WHAT THE TASK REQUIRES: Which lines run from the one containing "Where can the cloth" to the end of the entries? Quote them exactly, and nothing else.
+===+
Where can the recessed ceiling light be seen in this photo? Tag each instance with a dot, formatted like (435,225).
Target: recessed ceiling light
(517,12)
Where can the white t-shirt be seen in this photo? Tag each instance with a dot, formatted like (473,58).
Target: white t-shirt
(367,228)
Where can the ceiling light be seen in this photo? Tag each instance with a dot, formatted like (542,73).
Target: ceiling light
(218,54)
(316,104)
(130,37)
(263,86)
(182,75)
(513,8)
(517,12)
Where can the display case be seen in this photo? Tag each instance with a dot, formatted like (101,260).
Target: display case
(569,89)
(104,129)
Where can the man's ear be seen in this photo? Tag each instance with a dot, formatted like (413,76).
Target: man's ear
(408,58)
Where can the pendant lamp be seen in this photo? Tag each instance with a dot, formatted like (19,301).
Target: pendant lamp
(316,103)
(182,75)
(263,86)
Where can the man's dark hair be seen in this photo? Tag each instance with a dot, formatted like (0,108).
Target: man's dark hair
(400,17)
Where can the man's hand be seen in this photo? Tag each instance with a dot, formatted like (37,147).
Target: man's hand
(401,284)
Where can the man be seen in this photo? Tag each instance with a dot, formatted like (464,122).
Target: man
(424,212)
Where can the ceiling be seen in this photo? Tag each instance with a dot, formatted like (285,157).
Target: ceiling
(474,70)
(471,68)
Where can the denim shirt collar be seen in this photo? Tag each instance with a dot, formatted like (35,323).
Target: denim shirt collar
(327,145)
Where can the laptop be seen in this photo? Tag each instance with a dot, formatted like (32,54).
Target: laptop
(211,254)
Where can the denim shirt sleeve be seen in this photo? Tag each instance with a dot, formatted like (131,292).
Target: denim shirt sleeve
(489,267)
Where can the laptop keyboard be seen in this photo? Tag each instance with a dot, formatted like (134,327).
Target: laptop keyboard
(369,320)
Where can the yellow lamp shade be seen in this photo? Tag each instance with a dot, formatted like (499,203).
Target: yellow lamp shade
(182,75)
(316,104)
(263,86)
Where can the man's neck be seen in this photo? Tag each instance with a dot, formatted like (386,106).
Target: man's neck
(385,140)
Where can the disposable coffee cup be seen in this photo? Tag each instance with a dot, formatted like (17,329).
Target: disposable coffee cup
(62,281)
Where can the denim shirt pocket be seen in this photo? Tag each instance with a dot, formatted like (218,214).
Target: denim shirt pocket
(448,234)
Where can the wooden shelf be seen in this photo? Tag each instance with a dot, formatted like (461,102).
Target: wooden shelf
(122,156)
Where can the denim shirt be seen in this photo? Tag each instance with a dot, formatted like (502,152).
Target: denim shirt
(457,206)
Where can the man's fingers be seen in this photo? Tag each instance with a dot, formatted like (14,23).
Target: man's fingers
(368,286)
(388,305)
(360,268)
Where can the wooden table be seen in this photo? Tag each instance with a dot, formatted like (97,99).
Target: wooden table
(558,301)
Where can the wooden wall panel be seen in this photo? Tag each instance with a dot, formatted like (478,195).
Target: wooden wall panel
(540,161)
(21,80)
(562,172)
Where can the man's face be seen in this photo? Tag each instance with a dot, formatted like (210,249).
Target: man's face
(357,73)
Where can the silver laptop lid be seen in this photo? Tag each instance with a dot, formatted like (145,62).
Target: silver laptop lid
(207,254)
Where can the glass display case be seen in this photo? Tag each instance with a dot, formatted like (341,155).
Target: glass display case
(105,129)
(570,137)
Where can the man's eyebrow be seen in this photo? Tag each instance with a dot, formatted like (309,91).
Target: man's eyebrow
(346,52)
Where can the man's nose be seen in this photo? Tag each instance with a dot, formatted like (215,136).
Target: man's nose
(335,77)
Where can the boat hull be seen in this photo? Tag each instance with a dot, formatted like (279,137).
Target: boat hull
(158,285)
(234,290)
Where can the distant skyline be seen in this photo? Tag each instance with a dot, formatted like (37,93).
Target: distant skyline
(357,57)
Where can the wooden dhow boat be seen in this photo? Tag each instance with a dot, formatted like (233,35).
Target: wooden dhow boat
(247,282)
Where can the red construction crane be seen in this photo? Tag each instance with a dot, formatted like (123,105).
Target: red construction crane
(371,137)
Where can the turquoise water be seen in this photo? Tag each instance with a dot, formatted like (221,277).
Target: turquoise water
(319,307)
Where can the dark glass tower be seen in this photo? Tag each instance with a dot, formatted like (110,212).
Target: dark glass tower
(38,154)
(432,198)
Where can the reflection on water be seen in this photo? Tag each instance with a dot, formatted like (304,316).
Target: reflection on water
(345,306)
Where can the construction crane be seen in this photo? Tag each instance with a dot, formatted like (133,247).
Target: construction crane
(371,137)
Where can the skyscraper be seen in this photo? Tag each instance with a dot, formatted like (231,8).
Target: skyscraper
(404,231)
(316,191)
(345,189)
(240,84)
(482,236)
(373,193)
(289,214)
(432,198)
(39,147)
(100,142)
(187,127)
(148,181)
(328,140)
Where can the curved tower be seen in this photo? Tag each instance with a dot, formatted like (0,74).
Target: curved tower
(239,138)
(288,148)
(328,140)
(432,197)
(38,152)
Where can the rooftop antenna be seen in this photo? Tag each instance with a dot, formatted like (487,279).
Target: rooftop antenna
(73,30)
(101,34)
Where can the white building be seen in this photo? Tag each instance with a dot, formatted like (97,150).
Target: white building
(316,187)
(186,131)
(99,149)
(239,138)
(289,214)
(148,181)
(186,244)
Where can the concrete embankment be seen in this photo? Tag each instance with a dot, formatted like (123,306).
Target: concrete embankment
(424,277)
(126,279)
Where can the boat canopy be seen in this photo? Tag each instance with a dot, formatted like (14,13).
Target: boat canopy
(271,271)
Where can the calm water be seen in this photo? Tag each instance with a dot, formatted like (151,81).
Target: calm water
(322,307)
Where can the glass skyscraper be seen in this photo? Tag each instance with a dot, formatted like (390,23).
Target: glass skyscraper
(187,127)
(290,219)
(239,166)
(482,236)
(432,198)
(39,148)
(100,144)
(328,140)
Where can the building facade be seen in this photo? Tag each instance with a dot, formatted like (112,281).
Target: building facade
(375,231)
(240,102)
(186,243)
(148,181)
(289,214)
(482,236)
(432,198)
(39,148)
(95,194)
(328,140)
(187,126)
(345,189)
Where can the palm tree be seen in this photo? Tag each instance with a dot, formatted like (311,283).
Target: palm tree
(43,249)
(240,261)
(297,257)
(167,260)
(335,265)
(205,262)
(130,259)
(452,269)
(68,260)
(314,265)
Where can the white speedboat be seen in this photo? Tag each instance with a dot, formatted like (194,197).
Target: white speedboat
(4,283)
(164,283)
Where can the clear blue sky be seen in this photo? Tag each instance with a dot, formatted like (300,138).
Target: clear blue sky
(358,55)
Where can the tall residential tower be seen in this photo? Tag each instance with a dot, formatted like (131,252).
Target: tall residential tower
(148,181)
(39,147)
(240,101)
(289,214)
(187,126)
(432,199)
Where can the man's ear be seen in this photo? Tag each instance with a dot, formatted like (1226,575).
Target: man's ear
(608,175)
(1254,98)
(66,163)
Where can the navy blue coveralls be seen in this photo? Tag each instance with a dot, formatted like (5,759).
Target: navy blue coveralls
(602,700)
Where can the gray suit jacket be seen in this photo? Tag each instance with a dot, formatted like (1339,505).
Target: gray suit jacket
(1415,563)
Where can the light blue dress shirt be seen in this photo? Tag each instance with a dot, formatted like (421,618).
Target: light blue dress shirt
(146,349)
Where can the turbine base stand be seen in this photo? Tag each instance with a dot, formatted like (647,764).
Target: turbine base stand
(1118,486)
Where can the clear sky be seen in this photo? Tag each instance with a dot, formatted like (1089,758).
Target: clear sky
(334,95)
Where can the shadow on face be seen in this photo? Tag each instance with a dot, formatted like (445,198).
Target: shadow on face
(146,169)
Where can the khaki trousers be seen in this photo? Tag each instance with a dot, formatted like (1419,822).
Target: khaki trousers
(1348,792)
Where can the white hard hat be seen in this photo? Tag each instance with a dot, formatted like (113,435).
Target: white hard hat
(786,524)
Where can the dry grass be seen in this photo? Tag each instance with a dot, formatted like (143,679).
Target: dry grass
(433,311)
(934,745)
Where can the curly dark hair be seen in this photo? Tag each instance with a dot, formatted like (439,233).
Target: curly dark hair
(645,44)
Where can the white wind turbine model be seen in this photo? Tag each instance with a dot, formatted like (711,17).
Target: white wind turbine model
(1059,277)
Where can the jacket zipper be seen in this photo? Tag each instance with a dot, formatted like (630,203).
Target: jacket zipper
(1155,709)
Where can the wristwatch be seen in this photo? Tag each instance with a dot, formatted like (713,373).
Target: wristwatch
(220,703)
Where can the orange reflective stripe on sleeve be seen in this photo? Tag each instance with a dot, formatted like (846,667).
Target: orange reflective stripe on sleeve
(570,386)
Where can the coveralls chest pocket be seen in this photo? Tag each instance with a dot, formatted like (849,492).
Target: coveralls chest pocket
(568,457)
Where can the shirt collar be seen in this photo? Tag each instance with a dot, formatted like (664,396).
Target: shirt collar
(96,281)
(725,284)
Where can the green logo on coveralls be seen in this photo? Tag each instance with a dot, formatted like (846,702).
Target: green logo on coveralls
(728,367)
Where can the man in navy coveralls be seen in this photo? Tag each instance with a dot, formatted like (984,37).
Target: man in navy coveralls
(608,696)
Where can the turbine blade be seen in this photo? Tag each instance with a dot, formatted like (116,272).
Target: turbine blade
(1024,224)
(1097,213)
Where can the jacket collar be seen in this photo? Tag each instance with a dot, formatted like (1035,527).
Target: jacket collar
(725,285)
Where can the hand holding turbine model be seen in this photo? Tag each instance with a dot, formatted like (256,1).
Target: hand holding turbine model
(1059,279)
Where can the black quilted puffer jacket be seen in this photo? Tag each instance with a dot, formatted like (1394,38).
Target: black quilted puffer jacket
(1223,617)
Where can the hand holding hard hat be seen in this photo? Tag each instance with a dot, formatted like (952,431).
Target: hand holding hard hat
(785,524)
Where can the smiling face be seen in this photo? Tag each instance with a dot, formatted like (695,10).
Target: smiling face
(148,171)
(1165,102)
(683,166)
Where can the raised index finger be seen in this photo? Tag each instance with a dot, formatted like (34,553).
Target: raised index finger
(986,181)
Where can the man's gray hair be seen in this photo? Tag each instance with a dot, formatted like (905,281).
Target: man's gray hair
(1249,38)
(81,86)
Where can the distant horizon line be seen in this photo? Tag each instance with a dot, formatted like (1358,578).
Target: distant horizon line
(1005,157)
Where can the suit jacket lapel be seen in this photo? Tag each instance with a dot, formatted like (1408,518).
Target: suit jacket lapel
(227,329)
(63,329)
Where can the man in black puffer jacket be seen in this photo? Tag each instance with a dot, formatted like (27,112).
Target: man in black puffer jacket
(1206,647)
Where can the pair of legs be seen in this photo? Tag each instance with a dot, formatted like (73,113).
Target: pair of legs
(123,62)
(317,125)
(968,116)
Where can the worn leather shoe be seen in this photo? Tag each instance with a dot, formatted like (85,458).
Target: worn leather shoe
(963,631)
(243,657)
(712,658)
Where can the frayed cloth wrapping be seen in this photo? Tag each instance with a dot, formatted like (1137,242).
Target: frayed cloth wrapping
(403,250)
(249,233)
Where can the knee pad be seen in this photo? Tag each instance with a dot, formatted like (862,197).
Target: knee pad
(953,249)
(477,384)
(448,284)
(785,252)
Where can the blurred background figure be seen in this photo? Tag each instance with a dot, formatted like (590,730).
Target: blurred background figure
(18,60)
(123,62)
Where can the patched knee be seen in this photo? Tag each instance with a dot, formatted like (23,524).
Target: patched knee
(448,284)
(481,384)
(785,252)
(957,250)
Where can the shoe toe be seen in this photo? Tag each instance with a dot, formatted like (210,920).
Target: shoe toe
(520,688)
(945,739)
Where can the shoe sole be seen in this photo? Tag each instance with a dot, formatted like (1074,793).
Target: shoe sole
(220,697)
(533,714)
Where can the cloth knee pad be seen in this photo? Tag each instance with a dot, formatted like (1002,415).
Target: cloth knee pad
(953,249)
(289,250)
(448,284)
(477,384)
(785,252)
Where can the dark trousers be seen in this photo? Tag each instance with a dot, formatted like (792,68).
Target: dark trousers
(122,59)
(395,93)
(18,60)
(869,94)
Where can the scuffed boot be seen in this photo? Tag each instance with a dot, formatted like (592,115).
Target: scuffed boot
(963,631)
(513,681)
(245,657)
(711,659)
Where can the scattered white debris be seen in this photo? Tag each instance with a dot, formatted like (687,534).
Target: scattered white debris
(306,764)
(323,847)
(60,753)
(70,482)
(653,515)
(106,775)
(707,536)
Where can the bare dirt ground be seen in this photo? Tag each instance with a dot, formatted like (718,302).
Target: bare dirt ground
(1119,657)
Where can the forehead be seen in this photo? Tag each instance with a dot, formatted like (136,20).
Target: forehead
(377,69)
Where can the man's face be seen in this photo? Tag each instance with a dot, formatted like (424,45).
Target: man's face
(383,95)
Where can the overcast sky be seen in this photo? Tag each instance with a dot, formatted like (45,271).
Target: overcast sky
+===+
COMPLETE RESPONSE:
Where can the cloth knee pad be seen in this photo? Tag each instance with a dot, formatted like (1002,415).
Target: cloth knee pad
(953,249)
(289,250)
(448,284)
(477,384)
(785,252)
Where can the dark trousers be seen in this photo? Tag each instance with a dot, formatted like (792,68).
Target: dark trousers
(122,59)
(395,93)
(18,60)
(869,94)
Where can the scuffed boot be seen in this photo? Tag each instance with a dot, formatted like (592,115).
Target: scuffed boot
(963,631)
(513,681)
(245,657)
(711,659)
Where can the scattered white debris be seen in this photo? Tag each instance with a dot, formatted like (687,534).
Target: scattered white debris
(306,764)
(323,847)
(60,753)
(70,482)
(653,515)
(106,775)
(707,536)
Where can the bare dirt ground be seen in this photo? Tag each instance with a dot, formatted like (718,302).
Target: bare dirt ground
(1119,657)
Where can the forehead be seen in this photo? Tag each instance with a dot, formatted like (136,20).
Target: forehead
(377,69)
Where can the man's face be seen in this photo? Tag each instance with a dot, formatted like (424,45).
Target: man's face
(383,95)
Where can the overcast sky be seen in this photo? Tag each instance with a dot, formatted like (45,271).
Target: overcast sky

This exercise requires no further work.